SET PROBLEM
Copy the listing below word for word, from the line containing "Mark a dot on each instance of the rounded" through the end of the listing. Leave the pictures out of your copy.

============================================================

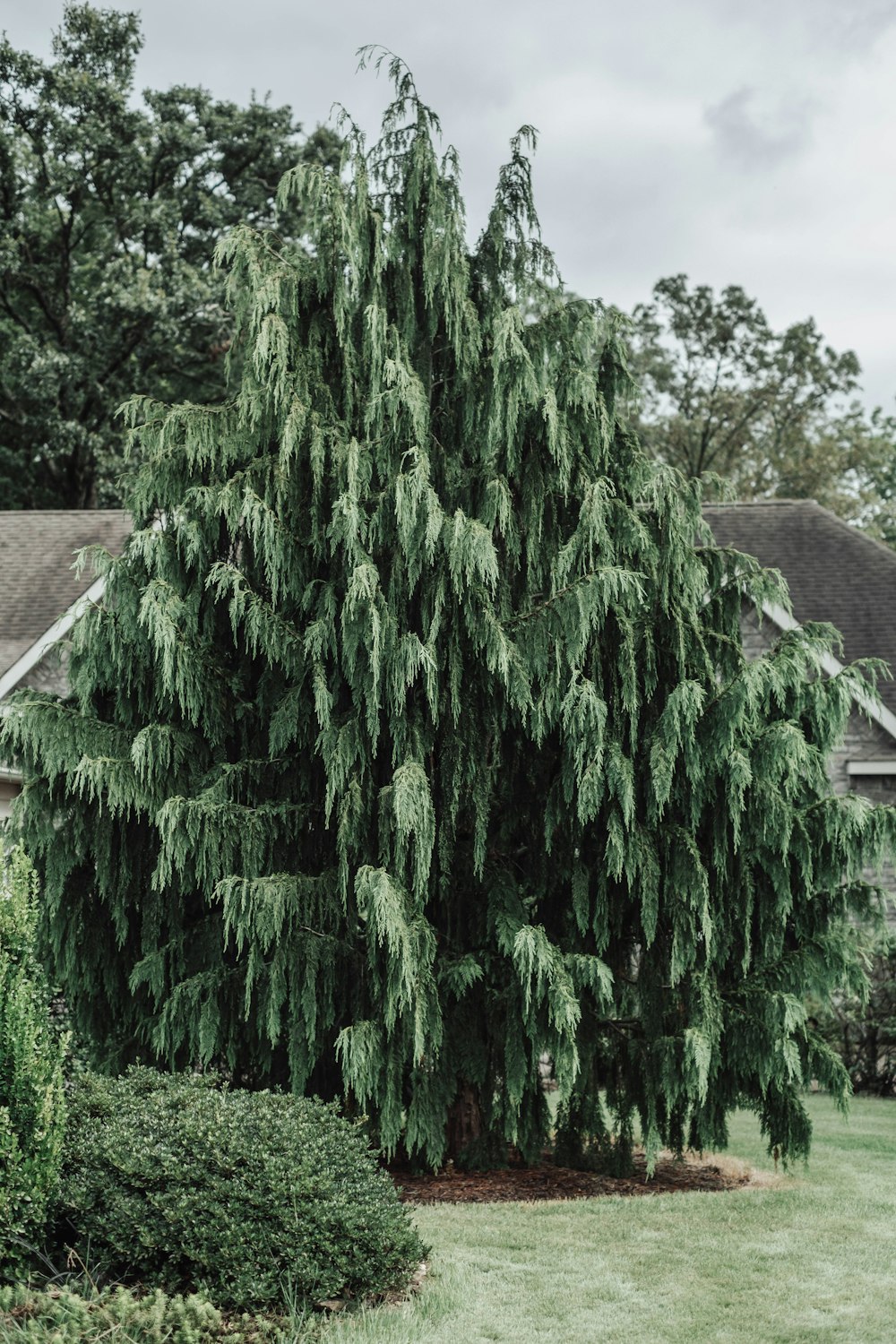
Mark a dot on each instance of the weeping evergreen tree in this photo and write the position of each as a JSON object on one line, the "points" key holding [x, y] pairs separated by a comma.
{"points": [[414, 738]]}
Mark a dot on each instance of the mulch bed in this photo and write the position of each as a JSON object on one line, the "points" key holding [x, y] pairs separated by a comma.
{"points": [[549, 1182]]}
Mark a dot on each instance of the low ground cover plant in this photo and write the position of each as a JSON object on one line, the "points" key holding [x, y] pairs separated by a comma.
{"points": [[177, 1182], [31, 1090], [86, 1314]]}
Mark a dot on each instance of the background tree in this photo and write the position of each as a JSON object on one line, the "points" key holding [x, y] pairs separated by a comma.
{"points": [[109, 212], [770, 411], [414, 736]]}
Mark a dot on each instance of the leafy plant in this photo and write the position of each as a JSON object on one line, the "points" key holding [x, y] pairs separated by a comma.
{"points": [[121, 1316], [861, 1027], [255, 1198], [414, 738], [31, 1088]]}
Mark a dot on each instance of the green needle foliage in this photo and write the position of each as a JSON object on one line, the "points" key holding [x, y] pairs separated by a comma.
{"points": [[414, 737]]}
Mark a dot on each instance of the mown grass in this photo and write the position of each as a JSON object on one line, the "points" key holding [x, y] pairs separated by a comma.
{"points": [[804, 1258], [807, 1258]]}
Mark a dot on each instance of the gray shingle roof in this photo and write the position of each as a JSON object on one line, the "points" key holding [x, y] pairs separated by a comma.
{"points": [[834, 573], [37, 581]]}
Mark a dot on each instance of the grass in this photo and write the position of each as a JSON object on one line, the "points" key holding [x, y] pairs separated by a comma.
{"points": [[807, 1257]]}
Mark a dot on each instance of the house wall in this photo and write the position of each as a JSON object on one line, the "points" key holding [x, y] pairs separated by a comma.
{"points": [[863, 741], [7, 793]]}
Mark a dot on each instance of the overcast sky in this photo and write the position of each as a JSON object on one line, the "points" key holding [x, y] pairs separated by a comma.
{"points": [[747, 144]]}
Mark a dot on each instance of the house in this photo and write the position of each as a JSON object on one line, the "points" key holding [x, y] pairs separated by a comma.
{"points": [[42, 594], [834, 574]]}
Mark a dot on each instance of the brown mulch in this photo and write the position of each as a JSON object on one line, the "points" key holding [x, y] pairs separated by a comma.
{"points": [[549, 1182]]}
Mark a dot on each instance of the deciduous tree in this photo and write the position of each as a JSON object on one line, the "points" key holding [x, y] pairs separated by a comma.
{"points": [[109, 212], [772, 413], [414, 737]]}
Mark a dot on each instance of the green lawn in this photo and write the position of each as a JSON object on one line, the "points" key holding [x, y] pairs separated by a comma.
{"points": [[809, 1257], [812, 1258]]}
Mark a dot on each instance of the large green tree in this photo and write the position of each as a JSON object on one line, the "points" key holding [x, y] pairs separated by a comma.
{"points": [[772, 413], [109, 212], [414, 737]]}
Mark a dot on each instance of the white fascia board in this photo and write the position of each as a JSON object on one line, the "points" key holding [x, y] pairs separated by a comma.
{"points": [[58, 631], [879, 712]]}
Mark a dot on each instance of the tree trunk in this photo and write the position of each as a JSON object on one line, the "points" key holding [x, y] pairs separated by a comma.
{"points": [[463, 1121]]}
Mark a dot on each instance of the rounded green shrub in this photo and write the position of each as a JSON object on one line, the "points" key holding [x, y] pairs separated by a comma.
{"points": [[31, 1082], [180, 1183]]}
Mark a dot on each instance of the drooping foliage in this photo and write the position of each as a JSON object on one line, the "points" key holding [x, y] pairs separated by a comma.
{"points": [[414, 738], [109, 214]]}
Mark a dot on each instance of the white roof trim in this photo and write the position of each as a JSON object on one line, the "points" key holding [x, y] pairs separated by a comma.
{"points": [[56, 632], [831, 666]]}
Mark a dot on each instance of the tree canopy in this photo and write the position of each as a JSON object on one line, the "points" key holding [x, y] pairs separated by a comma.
{"points": [[109, 212], [772, 413], [414, 737]]}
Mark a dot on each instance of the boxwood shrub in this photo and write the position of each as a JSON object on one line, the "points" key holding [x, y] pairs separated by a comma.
{"points": [[179, 1183], [31, 1082]]}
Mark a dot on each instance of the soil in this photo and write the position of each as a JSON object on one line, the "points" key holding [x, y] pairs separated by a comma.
{"points": [[546, 1180]]}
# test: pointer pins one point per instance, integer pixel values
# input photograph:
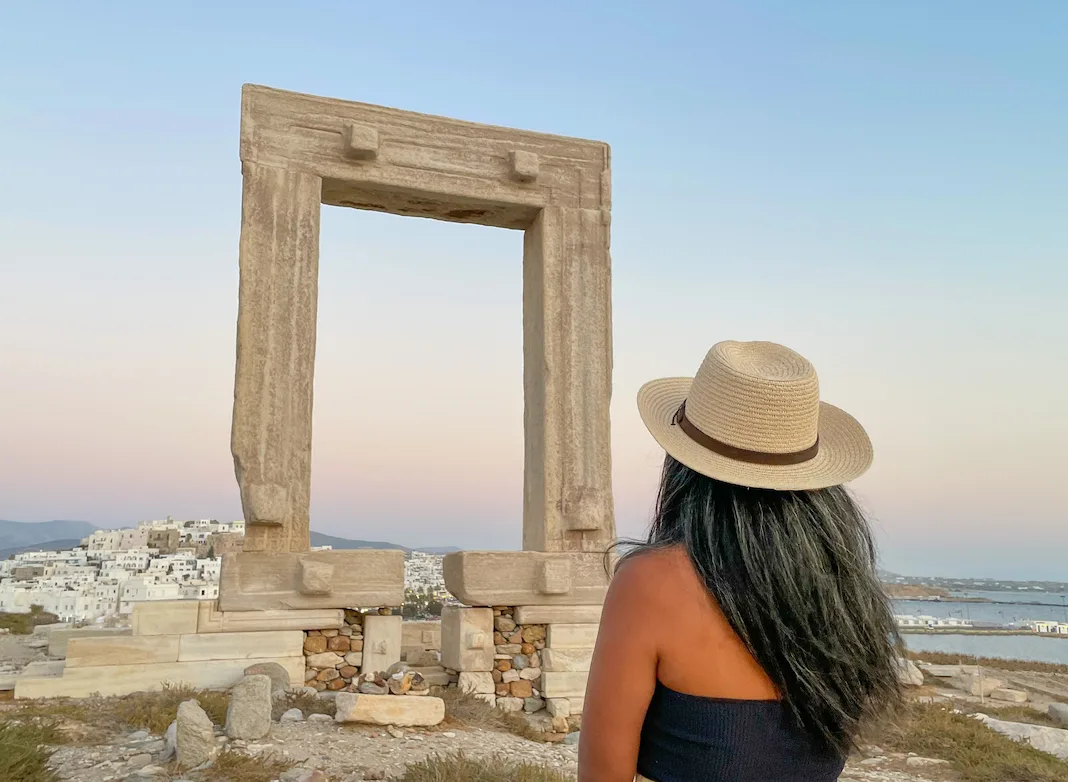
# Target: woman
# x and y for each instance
(748, 639)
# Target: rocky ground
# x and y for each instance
(322, 750)
(349, 754)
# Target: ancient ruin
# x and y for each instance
(325, 615)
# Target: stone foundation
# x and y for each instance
(522, 666)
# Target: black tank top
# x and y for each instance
(687, 738)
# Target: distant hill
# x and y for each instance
(15, 534)
(343, 543)
(63, 545)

============================================================

THE ANSWER
Mark a dot on each instance of the rounded green shrub in this photo and write the position of each as a JSON object on one line, the "points" key holding [x, y] pairs separated by a comma.
{"points": [[31, 1082], [180, 1183]]}
Mark a dot on each instance of the drooping foliage in this photo and write the position of each as a JSON object on one line, the "points" key holding [x, y] pairs separated by a comma.
{"points": [[414, 738], [109, 214]]}
Mark a dot on each instance of the white roof trim in this photo and write the position of each as a JSON object on one line, the "points" key holding [x, y] pairs separated by a comma.
{"points": [[56, 632], [831, 666]]}
Mark a dot on each instance of the tree canopy in this photo and write the position of each as a JSON object on one line, the "points" key holding [x, y] pairs separated by a comma.
{"points": [[109, 212], [772, 413], [414, 737]]}
Mark a dot on each instance of the boxwood shrub in this photo and write the position of each as a JSON object on one line, the "points" key holding [x, y] pairs separated by a comma.
{"points": [[179, 1183], [31, 1082]]}
Mark a dot on each instance of the soil in this photo and write the position of each as a JSON object on one line, the "points" key holding [x, y] pairs separated by a comma.
{"points": [[546, 1180]]}
# test: pointer pins one point per instance, integer pixel values
# input photograph:
# Target: woman
# x and y for each instance
(748, 639)
# Target: rocky ground
# x and y for each instance
(322, 750)
(349, 754)
# Target: ancient ruin
# x and y for each instance
(325, 615)
# Target: stone foundation
# x and y for each instance
(522, 666)
# Target: black tank top
# x and y for each instance
(687, 738)
# Target: distant hill
# x and y for each instance
(15, 534)
(343, 543)
(63, 545)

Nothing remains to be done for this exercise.